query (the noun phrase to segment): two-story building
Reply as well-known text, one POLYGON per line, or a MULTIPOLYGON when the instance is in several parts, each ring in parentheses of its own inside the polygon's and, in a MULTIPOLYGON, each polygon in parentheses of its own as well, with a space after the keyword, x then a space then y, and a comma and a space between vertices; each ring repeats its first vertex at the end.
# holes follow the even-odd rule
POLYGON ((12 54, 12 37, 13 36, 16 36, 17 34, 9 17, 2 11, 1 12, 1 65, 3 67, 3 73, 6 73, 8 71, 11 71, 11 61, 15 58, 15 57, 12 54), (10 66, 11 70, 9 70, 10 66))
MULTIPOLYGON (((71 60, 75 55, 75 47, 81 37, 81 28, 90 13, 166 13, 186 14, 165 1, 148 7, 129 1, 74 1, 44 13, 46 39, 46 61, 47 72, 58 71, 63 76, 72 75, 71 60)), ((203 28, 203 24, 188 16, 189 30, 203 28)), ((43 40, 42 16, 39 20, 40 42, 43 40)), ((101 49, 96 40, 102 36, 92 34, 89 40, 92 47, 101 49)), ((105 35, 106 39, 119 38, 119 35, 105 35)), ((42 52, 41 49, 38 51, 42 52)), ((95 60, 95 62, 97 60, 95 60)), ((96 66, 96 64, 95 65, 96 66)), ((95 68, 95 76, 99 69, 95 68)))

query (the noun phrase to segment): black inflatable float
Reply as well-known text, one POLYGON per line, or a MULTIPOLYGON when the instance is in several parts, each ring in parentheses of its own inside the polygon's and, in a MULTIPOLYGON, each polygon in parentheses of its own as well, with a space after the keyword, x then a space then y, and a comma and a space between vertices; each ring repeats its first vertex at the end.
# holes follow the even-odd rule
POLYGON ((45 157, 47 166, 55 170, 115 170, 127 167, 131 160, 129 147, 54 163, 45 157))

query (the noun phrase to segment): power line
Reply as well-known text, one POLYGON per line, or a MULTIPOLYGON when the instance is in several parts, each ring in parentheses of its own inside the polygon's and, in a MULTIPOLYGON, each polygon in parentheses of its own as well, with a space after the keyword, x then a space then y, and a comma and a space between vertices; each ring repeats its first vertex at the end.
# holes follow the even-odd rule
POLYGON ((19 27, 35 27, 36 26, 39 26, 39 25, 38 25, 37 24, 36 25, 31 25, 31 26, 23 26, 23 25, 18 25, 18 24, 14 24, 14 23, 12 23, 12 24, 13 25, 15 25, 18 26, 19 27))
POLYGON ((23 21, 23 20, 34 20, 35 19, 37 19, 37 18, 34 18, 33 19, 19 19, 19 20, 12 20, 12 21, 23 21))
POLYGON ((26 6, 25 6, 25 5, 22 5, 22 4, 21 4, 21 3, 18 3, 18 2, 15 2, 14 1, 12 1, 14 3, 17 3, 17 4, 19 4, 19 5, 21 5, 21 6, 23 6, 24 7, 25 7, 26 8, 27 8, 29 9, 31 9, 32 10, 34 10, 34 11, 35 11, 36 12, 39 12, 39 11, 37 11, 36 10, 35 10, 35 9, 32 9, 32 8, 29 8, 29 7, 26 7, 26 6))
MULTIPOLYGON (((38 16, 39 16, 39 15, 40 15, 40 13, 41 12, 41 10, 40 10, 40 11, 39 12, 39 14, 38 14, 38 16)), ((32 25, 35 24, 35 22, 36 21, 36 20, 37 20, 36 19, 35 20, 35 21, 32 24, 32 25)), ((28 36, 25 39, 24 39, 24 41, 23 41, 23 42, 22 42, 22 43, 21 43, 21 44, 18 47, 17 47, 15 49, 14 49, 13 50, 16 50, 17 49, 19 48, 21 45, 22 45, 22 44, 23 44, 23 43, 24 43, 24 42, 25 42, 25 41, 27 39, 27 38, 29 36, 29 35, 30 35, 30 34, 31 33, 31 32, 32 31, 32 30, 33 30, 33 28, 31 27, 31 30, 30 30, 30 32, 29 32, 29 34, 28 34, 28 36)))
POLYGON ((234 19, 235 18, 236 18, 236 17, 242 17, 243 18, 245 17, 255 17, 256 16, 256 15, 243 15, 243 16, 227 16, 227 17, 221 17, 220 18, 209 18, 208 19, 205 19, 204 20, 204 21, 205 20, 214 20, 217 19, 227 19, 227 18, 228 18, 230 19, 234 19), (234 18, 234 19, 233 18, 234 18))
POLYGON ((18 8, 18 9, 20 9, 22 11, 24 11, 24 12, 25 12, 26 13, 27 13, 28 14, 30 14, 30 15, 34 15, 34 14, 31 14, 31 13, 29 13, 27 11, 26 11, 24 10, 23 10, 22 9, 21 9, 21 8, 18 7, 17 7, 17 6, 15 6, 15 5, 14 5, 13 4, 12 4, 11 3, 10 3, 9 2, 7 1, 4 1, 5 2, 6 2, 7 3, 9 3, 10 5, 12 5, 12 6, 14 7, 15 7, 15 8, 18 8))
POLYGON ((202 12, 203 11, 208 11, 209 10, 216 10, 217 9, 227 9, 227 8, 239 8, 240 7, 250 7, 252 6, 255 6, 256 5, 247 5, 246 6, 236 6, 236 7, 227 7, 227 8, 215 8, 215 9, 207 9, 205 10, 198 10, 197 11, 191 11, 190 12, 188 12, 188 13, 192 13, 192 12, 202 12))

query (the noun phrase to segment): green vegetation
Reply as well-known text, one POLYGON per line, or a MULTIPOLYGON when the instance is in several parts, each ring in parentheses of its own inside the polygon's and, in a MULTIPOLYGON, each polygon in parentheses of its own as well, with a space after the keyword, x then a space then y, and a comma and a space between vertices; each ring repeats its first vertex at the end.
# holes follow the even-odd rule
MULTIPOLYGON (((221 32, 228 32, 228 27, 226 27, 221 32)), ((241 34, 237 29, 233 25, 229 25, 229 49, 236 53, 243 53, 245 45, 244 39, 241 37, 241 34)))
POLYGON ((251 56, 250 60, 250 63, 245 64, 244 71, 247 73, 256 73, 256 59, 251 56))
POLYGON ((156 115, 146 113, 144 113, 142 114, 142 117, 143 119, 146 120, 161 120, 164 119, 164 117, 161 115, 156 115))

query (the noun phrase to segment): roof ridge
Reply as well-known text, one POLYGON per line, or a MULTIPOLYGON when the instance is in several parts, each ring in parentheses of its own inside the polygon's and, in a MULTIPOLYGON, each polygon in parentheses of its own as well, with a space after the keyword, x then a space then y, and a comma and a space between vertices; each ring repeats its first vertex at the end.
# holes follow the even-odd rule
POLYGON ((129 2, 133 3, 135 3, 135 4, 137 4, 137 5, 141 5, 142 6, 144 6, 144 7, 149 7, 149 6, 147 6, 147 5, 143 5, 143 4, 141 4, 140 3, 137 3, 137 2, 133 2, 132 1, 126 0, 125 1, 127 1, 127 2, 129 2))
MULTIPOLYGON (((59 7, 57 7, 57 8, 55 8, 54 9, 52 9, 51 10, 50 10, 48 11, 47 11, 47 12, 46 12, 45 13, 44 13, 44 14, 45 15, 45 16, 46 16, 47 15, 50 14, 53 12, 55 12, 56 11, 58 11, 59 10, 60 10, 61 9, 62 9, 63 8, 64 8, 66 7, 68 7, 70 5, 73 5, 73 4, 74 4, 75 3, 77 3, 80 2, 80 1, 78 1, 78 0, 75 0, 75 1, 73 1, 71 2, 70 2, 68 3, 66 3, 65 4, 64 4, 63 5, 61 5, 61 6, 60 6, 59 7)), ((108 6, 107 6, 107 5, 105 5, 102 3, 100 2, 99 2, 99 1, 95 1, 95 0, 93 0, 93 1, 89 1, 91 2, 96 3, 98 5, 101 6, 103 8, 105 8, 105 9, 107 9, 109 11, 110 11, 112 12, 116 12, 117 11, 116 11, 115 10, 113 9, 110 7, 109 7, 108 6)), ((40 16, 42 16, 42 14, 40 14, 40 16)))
----
Task description: Copy out the stretch of the records from the line containing "query (the noun phrase to segment): black" through the line containing "POLYGON ((45 157, 47", both lines included, reproducing each line word for word.

Exercise output:
query (the noun phrase to segment): black inflatable float
Reply as well-known text, one POLYGON per line, or a MULTIPOLYGON when the instance is in several parts, each ring in parentheses of its own inside the polygon's and, in a MULTIPOLYGON, each polygon in parentheses of its own as well, with a space after the keyword, x then a space then y, and a comma and a space between vertices; each ring repeats its first vertex at the end.
# holes follow the even-odd rule
POLYGON ((45 157, 47 166, 55 170, 115 170, 127 167, 131 160, 129 147, 54 163, 45 157))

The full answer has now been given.